EXERCISE TASK:
Answer these questions using the text about Ian Thomson below.
(a) At which Cambridge college did Thomson read English?
(b) In which city did he teach English literature in the 1980s?
(c) What post does he currently hold at the University of East Anglia?

Ian Thomson (born 1961) is an English author, best known for his biography Primo Levi (2002), and reportage, The Dead Yard: Tales of Modern Jamaica (2009)

Ian Thomson was born in London in 1961. His parents moved to New York City that same year, where his father worked for a Wall Street bank. (His mother, a Baltic émigrée, came to England in 1947 at the age of 17.) Thomson was educated at Dulwich College, then at Pembroke College, Cambridge, where he read English. He is the godson of the British painter Carel Weight. In the 1980s he taught English literature and English as a foreign language in Rome, then became a translator, journalist and writer, contributing to the Sunday Times Magazine, The Independent, The Guardian, The Observer, The Spectator and Times Literary Supplement. He was Royal Literary Fund Fellow at the University College London. Currently he is a Senior Lecturer in Creative Non-Fiction at the University of East Anglia. He is a Fellow of the Royal Society of Literature (RSL).

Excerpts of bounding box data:

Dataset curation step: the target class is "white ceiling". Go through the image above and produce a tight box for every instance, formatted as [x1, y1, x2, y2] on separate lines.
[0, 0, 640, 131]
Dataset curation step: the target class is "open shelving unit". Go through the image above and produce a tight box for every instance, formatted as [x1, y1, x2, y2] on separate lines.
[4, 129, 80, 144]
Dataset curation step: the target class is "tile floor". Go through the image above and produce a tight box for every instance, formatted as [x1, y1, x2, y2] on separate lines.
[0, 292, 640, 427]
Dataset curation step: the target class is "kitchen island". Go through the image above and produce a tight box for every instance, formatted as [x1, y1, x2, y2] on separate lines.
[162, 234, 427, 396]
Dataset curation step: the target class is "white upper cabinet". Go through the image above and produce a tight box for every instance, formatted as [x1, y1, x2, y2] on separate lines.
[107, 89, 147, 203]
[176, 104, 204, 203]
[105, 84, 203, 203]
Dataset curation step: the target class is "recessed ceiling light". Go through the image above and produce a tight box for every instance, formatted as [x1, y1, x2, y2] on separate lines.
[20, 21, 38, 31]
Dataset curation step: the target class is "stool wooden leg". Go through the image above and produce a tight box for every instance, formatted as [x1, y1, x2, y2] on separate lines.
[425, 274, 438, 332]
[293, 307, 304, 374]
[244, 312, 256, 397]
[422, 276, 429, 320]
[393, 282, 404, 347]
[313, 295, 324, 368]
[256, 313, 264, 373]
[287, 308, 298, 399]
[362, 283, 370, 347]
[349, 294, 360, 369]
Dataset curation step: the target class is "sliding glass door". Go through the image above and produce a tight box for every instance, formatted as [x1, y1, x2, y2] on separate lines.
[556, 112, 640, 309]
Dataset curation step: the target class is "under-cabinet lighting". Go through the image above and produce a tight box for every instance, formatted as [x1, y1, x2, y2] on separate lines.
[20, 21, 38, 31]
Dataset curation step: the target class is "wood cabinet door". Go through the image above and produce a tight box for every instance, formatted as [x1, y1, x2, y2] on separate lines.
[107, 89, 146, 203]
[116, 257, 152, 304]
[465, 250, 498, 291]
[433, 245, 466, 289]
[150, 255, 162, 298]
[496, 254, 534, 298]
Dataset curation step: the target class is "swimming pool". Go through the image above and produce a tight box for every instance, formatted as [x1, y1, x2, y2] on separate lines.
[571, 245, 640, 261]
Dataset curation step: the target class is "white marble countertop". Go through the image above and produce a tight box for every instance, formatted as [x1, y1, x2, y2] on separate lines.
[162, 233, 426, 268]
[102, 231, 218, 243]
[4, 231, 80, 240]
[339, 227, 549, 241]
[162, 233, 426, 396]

RESULT OF THIS EXERCISE:
(a) Pembroke College
(b) Rome
(c) Senior Lecturer in Creative Non-Fiction